The resulting algorithm over the backward index is analogous to $\textbf{deps}$.
% \partitle{Column Insertions, Deletions, and Moves}
% At the index layer, columns are referenced by unique identifier; Ordering is imposed only at the presentation layer.
% Column insertion (or deletion) requires simply inserting (resp., removing) an entry from the forward and backward index.
% Column reordering requires no actions at the index level.
% \partitle{Row Insertions, Deletions, and Moves}
% Rows are identified by their position.
% When a row is inserted, deleted, or moved, references to the affected rows (and rows following them) change and must be updated.
% This update can be expensive, as it may require defining an entirely new set of patterns
% One alternative is fractional indexing~\cite{DBLP:journals/jidm/HausteinHM010,DBLP:conf/sigmod/ONeilOPCSW04}, where a new identifier can be allocated in between any two rows.
% An analogous approach uses tree structures with counts to accelerate positional access to rows~\cite{DBLP:conf/icde/BendreVZCP18}.
% Both of these approaches avoid the overhead of reference updates, but impose a logarithmic cost to look up individual rows by their position.

→ GIVEN EXERCISE
Reproduce the passage about index updates for row and column changes in full, with every character unchanged. Rely only on the passage about index updates for row and column changes.

→ RECORDS PROVIDED
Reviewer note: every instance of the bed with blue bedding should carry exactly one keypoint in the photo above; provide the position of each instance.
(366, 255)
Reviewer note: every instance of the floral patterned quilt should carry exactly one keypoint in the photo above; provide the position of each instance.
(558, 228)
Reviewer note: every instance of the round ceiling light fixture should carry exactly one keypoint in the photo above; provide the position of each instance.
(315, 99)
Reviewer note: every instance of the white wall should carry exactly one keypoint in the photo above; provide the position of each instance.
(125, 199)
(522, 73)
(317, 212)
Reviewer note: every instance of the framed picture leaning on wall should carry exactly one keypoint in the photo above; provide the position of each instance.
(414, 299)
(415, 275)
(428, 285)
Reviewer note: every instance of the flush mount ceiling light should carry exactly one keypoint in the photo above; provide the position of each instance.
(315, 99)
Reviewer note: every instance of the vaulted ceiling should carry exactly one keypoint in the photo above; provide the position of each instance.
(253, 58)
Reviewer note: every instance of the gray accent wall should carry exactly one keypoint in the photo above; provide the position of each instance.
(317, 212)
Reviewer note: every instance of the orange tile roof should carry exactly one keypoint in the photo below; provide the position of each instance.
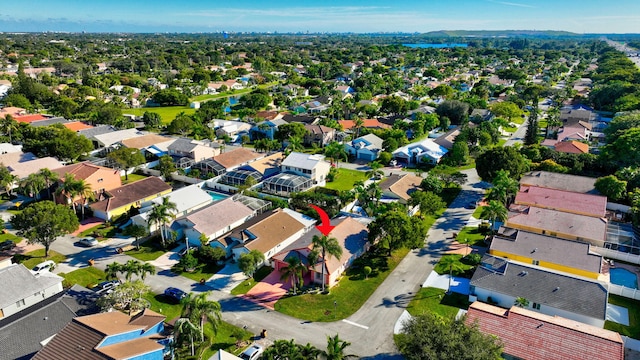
(76, 126)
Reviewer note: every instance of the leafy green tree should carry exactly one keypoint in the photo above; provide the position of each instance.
(43, 222)
(428, 336)
(611, 187)
(126, 158)
(328, 246)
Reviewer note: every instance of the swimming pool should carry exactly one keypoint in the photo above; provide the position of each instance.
(217, 196)
(623, 277)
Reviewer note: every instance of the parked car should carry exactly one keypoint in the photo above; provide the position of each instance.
(106, 287)
(253, 352)
(44, 266)
(7, 245)
(88, 242)
(174, 293)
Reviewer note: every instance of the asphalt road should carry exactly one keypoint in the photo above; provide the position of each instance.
(370, 329)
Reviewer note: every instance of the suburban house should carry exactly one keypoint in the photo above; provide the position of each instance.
(269, 233)
(110, 335)
(187, 200)
(120, 200)
(299, 172)
(500, 281)
(553, 253)
(25, 333)
(21, 288)
(560, 200)
(352, 235)
(425, 151)
(366, 147)
(560, 224)
(215, 220)
(566, 182)
(527, 334)
(99, 178)
(398, 187)
(318, 134)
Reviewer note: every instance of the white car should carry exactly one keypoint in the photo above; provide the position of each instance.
(253, 352)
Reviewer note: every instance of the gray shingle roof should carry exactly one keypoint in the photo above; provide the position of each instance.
(576, 295)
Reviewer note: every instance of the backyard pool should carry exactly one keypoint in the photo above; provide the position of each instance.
(623, 277)
(217, 196)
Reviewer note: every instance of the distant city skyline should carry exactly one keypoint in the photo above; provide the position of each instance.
(578, 16)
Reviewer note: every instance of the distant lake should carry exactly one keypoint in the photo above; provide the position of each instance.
(434, 46)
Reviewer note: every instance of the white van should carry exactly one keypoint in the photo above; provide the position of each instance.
(44, 266)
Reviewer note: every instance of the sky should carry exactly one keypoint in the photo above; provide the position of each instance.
(362, 16)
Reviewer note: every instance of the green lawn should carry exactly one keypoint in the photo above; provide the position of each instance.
(345, 179)
(167, 113)
(148, 251)
(33, 258)
(433, 300)
(471, 235)
(10, 236)
(86, 277)
(349, 294)
(246, 285)
(633, 330)
(132, 178)
(453, 263)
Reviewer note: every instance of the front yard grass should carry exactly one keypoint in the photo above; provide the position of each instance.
(471, 236)
(33, 258)
(633, 330)
(348, 295)
(434, 300)
(86, 277)
(246, 285)
(345, 179)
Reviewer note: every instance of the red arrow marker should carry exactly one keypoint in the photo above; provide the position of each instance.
(326, 227)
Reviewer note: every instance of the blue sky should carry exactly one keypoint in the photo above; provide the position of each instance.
(580, 16)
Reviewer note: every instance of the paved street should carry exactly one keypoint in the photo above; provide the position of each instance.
(369, 329)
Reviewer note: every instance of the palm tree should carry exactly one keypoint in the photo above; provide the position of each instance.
(336, 348)
(328, 246)
(49, 178)
(199, 309)
(85, 192)
(33, 185)
(294, 271)
(186, 329)
(494, 211)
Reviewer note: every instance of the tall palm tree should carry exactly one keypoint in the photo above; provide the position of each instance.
(494, 211)
(336, 349)
(32, 185)
(49, 178)
(199, 309)
(293, 272)
(84, 190)
(328, 246)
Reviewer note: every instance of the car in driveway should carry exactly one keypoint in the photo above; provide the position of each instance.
(253, 352)
(7, 245)
(88, 242)
(174, 293)
(106, 287)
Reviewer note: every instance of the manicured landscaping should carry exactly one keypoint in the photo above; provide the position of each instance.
(471, 236)
(345, 179)
(633, 330)
(246, 285)
(33, 258)
(132, 178)
(346, 297)
(434, 300)
(86, 277)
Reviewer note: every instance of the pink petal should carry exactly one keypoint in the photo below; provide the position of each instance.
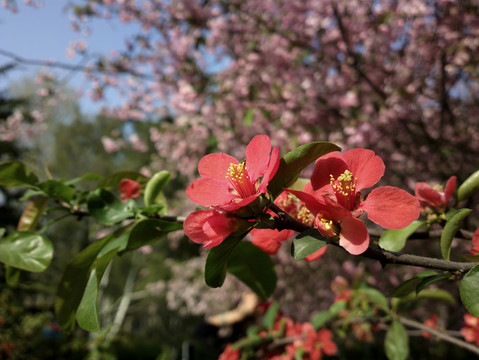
(424, 192)
(324, 167)
(257, 156)
(449, 190)
(354, 236)
(209, 192)
(365, 165)
(390, 207)
(215, 165)
(316, 255)
(270, 240)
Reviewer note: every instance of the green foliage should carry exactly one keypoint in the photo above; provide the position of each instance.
(295, 161)
(254, 268)
(469, 291)
(396, 343)
(452, 226)
(395, 240)
(307, 243)
(14, 173)
(26, 250)
(468, 187)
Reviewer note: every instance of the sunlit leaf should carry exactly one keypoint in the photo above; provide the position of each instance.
(155, 186)
(395, 240)
(307, 243)
(26, 250)
(295, 161)
(396, 343)
(468, 187)
(32, 214)
(469, 291)
(450, 229)
(254, 268)
(107, 208)
(113, 181)
(149, 231)
(14, 173)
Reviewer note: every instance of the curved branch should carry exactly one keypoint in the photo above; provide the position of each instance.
(285, 221)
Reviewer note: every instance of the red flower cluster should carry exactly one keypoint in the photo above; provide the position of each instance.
(471, 329)
(334, 198)
(227, 185)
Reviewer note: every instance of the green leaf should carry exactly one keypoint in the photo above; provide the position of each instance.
(450, 229)
(430, 280)
(376, 297)
(32, 214)
(12, 275)
(395, 240)
(270, 316)
(78, 275)
(14, 173)
(107, 208)
(154, 187)
(254, 268)
(469, 291)
(113, 181)
(88, 315)
(150, 230)
(468, 187)
(295, 161)
(319, 320)
(396, 343)
(215, 265)
(307, 243)
(57, 190)
(26, 250)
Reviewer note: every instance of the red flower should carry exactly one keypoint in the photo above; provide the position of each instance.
(471, 329)
(334, 198)
(210, 227)
(475, 242)
(130, 189)
(435, 197)
(229, 184)
(229, 353)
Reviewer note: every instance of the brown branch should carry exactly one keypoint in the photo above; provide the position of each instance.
(284, 221)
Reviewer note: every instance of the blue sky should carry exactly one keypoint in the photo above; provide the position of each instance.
(45, 33)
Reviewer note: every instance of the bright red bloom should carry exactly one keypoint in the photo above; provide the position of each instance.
(130, 189)
(334, 198)
(229, 353)
(210, 227)
(229, 184)
(471, 329)
(475, 242)
(435, 197)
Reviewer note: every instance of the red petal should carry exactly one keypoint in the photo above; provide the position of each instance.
(257, 156)
(209, 192)
(354, 236)
(324, 167)
(424, 192)
(390, 207)
(215, 165)
(316, 255)
(365, 165)
(449, 190)
(270, 240)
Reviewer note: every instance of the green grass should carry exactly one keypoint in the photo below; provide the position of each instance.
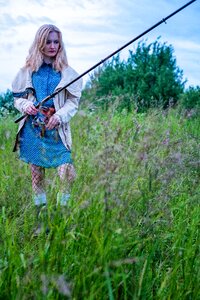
(131, 230)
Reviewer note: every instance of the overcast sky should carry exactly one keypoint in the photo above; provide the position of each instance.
(92, 29)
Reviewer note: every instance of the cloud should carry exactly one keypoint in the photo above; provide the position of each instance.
(92, 29)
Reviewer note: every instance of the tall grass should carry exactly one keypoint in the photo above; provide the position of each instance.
(131, 230)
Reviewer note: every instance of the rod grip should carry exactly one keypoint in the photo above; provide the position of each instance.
(20, 118)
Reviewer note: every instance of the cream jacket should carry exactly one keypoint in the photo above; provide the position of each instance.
(66, 102)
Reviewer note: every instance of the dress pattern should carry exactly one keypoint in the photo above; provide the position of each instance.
(38, 145)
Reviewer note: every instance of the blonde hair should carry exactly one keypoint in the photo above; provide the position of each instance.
(35, 57)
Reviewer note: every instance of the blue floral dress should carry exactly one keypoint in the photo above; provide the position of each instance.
(38, 145)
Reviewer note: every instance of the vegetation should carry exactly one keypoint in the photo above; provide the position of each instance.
(149, 78)
(131, 229)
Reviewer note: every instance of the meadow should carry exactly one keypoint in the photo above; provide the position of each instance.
(131, 229)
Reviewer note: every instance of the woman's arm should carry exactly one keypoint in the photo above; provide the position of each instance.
(69, 109)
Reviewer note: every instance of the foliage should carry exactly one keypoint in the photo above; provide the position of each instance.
(150, 77)
(131, 230)
(191, 98)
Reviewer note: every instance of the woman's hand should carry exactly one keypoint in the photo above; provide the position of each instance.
(31, 110)
(53, 122)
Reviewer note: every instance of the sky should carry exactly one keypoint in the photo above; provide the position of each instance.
(93, 29)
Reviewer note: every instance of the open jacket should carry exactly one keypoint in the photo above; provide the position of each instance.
(66, 102)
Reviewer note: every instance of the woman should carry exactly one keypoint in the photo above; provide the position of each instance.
(44, 136)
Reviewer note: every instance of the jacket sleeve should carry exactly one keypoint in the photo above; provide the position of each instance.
(22, 95)
(69, 109)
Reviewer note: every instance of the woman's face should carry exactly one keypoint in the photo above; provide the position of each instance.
(52, 45)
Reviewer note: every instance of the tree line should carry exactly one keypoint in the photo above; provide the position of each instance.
(149, 78)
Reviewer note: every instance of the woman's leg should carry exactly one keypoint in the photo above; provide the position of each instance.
(38, 184)
(67, 176)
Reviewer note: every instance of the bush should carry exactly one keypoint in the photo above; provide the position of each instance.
(150, 77)
(191, 98)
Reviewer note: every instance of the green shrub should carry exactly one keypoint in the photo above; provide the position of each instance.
(191, 98)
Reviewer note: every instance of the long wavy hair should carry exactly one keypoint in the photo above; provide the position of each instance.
(35, 57)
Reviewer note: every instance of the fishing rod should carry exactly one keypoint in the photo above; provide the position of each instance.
(163, 20)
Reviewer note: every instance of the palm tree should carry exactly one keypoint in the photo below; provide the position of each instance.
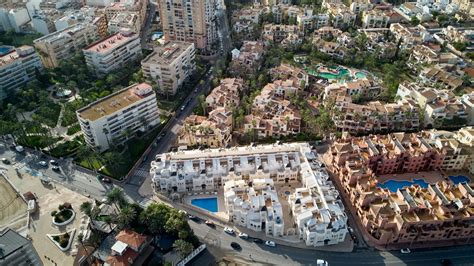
(126, 216)
(86, 208)
(116, 197)
(106, 132)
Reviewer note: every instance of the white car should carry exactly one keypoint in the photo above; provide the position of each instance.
(270, 243)
(320, 262)
(228, 230)
(243, 235)
(405, 250)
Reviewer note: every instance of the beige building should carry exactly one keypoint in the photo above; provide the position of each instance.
(125, 20)
(227, 94)
(189, 21)
(113, 52)
(374, 19)
(61, 45)
(119, 116)
(424, 212)
(17, 67)
(214, 131)
(170, 65)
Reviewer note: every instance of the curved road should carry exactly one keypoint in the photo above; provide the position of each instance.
(218, 243)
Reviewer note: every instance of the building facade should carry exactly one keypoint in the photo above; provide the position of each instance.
(189, 21)
(113, 119)
(170, 65)
(61, 45)
(250, 176)
(113, 52)
(17, 67)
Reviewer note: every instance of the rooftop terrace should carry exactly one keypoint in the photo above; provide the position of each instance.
(115, 102)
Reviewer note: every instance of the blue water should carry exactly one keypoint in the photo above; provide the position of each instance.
(459, 179)
(394, 185)
(209, 204)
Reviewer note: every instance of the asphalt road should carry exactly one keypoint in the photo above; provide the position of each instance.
(68, 176)
(138, 186)
(218, 243)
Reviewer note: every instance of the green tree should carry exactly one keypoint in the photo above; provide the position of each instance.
(414, 21)
(155, 217)
(183, 247)
(116, 197)
(125, 217)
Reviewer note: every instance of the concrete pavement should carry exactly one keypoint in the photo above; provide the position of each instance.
(219, 246)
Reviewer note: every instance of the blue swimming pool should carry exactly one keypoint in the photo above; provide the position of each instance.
(459, 179)
(394, 185)
(4, 49)
(208, 204)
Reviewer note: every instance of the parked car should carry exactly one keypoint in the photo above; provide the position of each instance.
(228, 230)
(235, 245)
(446, 262)
(243, 235)
(405, 250)
(270, 243)
(209, 223)
(320, 262)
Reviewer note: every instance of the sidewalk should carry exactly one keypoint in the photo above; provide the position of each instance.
(292, 241)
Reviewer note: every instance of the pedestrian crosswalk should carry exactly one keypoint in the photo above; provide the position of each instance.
(141, 172)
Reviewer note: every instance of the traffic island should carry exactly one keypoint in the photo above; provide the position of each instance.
(64, 240)
(65, 215)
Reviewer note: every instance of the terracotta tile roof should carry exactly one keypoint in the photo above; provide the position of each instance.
(131, 238)
(126, 259)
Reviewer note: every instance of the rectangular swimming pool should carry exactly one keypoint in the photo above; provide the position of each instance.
(394, 185)
(208, 204)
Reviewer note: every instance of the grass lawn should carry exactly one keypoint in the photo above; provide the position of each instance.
(65, 149)
(38, 141)
(135, 148)
(73, 129)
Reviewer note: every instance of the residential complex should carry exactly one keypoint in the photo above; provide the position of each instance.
(169, 65)
(113, 52)
(247, 60)
(17, 67)
(433, 208)
(63, 44)
(273, 115)
(253, 179)
(118, 116)
(190, 21)
(227, 94)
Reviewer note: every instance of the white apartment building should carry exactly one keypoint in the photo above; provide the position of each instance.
(61, 45)
(374, 19)
(17, 67)
(113, 52)
(170, 65)
(118, 116)
(125, 20)
(189, 21)
(13, 19)
(318, 214)
(256, 207)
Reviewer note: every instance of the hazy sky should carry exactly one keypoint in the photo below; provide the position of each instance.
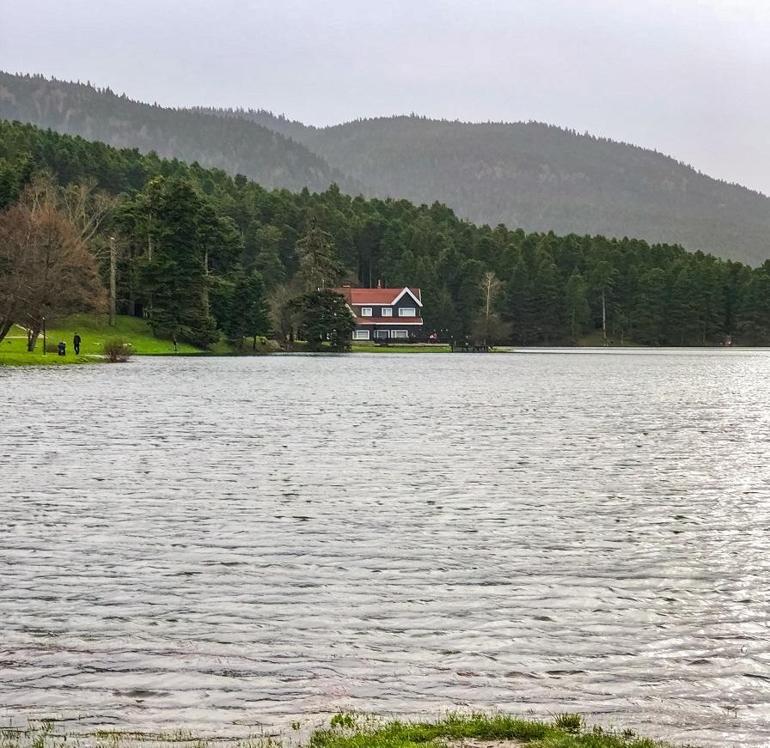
(690, 78)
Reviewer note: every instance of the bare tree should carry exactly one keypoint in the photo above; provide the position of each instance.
(490, 285)
(49, 268)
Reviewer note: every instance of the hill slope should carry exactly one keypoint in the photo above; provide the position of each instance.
(236, 145)
(544, 178)
(527, 175)
(540, 178)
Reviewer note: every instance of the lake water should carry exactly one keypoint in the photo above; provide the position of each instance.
(220, 544)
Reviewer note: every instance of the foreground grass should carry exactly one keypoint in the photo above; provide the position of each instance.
(356, 731)
(405, 348)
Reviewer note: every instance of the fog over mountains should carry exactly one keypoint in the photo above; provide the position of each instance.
(529, 175)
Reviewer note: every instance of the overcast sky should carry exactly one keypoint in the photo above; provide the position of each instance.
(690, 78)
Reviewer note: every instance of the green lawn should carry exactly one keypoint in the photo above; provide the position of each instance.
(566, 731)
(403, 348)
(93, 330)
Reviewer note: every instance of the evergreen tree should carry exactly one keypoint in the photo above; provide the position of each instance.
(324, 316)
(576, 303)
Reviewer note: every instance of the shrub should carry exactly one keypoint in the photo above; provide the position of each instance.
(117, 349)
(572, 723)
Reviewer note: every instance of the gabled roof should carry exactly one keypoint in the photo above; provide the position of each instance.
(378, 296)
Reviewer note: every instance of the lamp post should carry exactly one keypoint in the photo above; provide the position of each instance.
(113, 284)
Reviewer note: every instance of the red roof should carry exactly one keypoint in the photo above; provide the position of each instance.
(364, 296)
(395, 321)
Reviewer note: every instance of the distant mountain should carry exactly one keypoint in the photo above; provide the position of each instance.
(529, 175)
(233, 144)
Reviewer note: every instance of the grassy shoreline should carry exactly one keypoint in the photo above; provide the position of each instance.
(362, 731)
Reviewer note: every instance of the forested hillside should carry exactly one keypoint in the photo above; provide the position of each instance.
(525, 175)
(232, 144)
(200, 252)
(541, 178)
(544, 178)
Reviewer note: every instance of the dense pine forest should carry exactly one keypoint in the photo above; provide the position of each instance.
(205, 254)
(235, 145)
(527, 175)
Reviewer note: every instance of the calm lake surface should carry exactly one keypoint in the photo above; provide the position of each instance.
(220, 544)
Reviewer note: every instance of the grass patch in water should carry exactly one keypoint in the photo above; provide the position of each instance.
(360, 731)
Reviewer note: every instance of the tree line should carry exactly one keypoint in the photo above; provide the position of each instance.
(202, 254)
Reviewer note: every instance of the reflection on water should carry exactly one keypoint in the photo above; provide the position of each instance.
(224, 543)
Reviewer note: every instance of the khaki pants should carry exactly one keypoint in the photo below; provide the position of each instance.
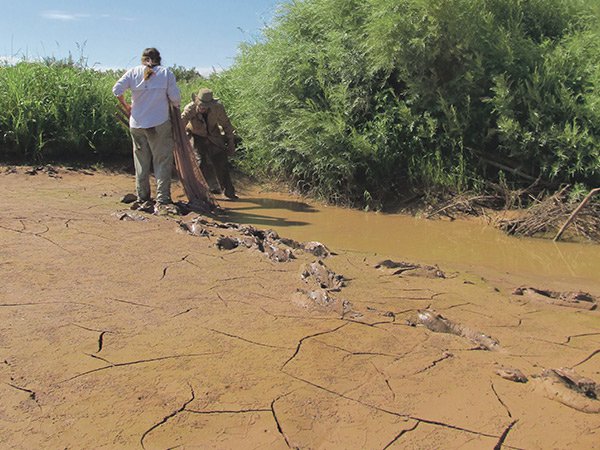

→ SOLUTION
The resulting algorithm over the backward index is analogous to $\textbf{deps}$.
% \partitle{Column Insertions, Deletions, and Moves}
% At the index layer, columns are referenced by unique identifier; Ordering is imposed only at the presentation layer.
% Column insertion (or deletion) requires simply inserting (resp., removing) an entry from the forward and backward index.
% Column reordering requires no actions at the index level.
% \partitle{Row Insertions, Deletions, and Moves}
% Rows are identified by their position.
% When a row is inserted, deleted, or moved, references to the affected rows (and rows following them) change and must be updated.
% This update can be expensive, as it may require defining an entirely new set of patterns
% One alternative is fractional indexing~\cite{DBLP:journals/jidm/HausteinHM010,DBLP:conf/sigmod/ONeilOPCSW04}, where a new identifier can be allocated in between any two rows.
% An analogous approach uses tree structures with counts to accelerate positional access to rows~\cite{DBLP:conf/icde/BendreVZCP18}.
% Both of these approaches avoid the overhead of reference updates, but impose a logarithmic cost to look up individual rows by their position.